- **READING TEXT**:
American politician (born 1937)

Orson G. Swindle III (born March 8, 1937) is a retired United States Marine Corps officer, a decorated Vietnam War prisoner of war, and a former Commissioner of the Federal Trade Commission of the United States, serving from December 18, 1997 to June 30, 2005. He had previously served as Assistant Secretary of Commerce during the Reagan Administration.

Swindle previously served as State Director for the U.S. Department of Agriculture. In 1994 and in 1996 he was a Republican candidate for Congress in Hawaii's 1st Congressional District. In 1996 he held the incumbent, Democrat Neil Abercrombie, to 50% of the vote. Swindle served over twenty years as a Naval Aviator in the Marine Corps, retiring as a lieutenant colonel.

==Education==
Swindle received his bachelor's degree in Industrial Management from Georgia Tech in 1959 and a Master of Business Administration degree from Florida State University in 1975.

==Marine Corps career==
After graduating from Georgia Tech, Swindle reported to Marine Corps Base Quantico for The Basic School. He then reported to NAS Pensacola, Florida for initial flight training followed by follow-on training at other naval air stations. After earning his wings in May 1964, he was stationed at MCAS Beaufort, South Carolina. On February 1, 1966, he deployed with VMF(AW)-235 ("The Death Angels") to DaNang Air Base and flew more than 200 sorties in the Vought F-8E Crusader during the Vietnam War.

On November 11, 1966, Captain Swindle's Crusader was shot down while on a mission over the Quảng Bình Province, North Vietnam. It was his last scheduled flight. Captured by the North Vietnamese near the city of Vinh Linh, Capt Swindle spent the next seven years being shuffled around various prison camps, including the notorious Hanoi Hilton complex. While in captivity, he shared a cell with future senator and presidential candidate, then-Lieutenant Commander (later Captain) John McCain.

Promoted to the rank of major while in captivity, Swindle was released on March 4, 1973. Restored to flying status, he then flew the A-4M Skyhawk II and TA-4F Skyhawk II at MCAS Cherry Point, North Carolina. He subsequently attended Florida State University under a Marine Corps-funded postgraduate program, earning a Master of Business Administration degree in 1975. He then returned to the Fleet Marine Force. His 20 military decorations for valor in combat include two Silver Stars, the Legion of Merit with Combat "V", two Bronze Star Medals with Combat "V", two Purple Hearts, two personal and eleven Strike/Flight awards of the Air Medal, the Navy Commendation Medal with Combat "V", the Combat Action Ribbon, the Prisoner of War Medal and numerous other unit, campaign and service awards. His non-combat decorations include a Gold Star in lieu of a second Legion of Merit and the Meritorious Service Medal.

Swindle retired from the Marine Corps in 1979 with the rank of lieutenant colonel.

==Politics and professional relationships==
Swindle served as executive director of United We Stand America and spokesman for Ross Perot's 1992 presidential campaign.

- **INSTRUCTIONS**:
**A.** Summarize the Orson Swindle biography in two sentences.
**B.** According to the Orson Swindle biography, on what date was Swindle released from captivity?
**C.** List every military base or air station that the Orson Swindle biography names.

Stored data entries
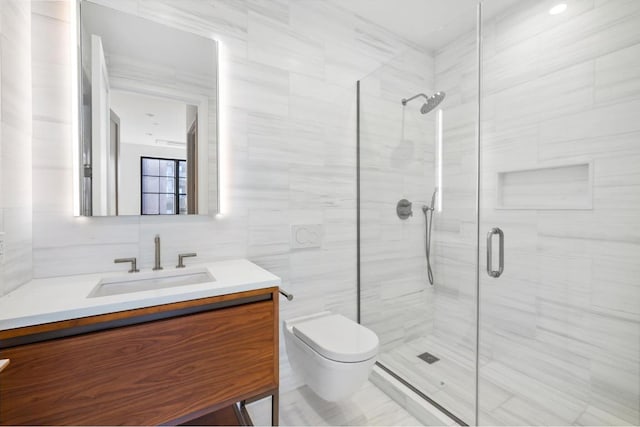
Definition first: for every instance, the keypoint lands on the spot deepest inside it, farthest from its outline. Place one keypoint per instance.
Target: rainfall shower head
(432, 101)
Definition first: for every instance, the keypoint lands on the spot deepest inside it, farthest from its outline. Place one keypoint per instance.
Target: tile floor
(301, 407)
(507, 395)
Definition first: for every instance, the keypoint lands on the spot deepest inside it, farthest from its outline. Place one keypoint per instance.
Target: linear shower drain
(428, 357)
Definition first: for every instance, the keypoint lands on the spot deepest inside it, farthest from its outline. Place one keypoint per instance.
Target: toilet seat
(337, 338)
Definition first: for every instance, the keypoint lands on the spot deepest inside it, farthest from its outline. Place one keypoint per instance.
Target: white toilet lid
(338, 338)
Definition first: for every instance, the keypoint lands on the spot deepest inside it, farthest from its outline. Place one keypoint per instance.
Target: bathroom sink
(137, 282)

- **ANSWERS FOR EACH ITEM**:
**A.** Orson G. Swindle III is a retired Marine Corps officer who flew more than 200 sorties in Vietnam, was shot down in 1966, and spent seven years as a prisoner of war before retiring as a lieutenant colonel in 1979. He later served as Assistant Secretary of Commerce under Reagan, ran for Congress in Hawaii in 1994 and 1996, and was a Commissioner of the Federal Trade Commission from 1997 to 2005.

**B.** March 4, 1973.

**C.**
- Marine Corps Base Quantico
- NAS Pensacola, Florida
- MCAS Beaufort, South Carolina
- DaNang Air Base
- MCAS Cherry Point, North Carolina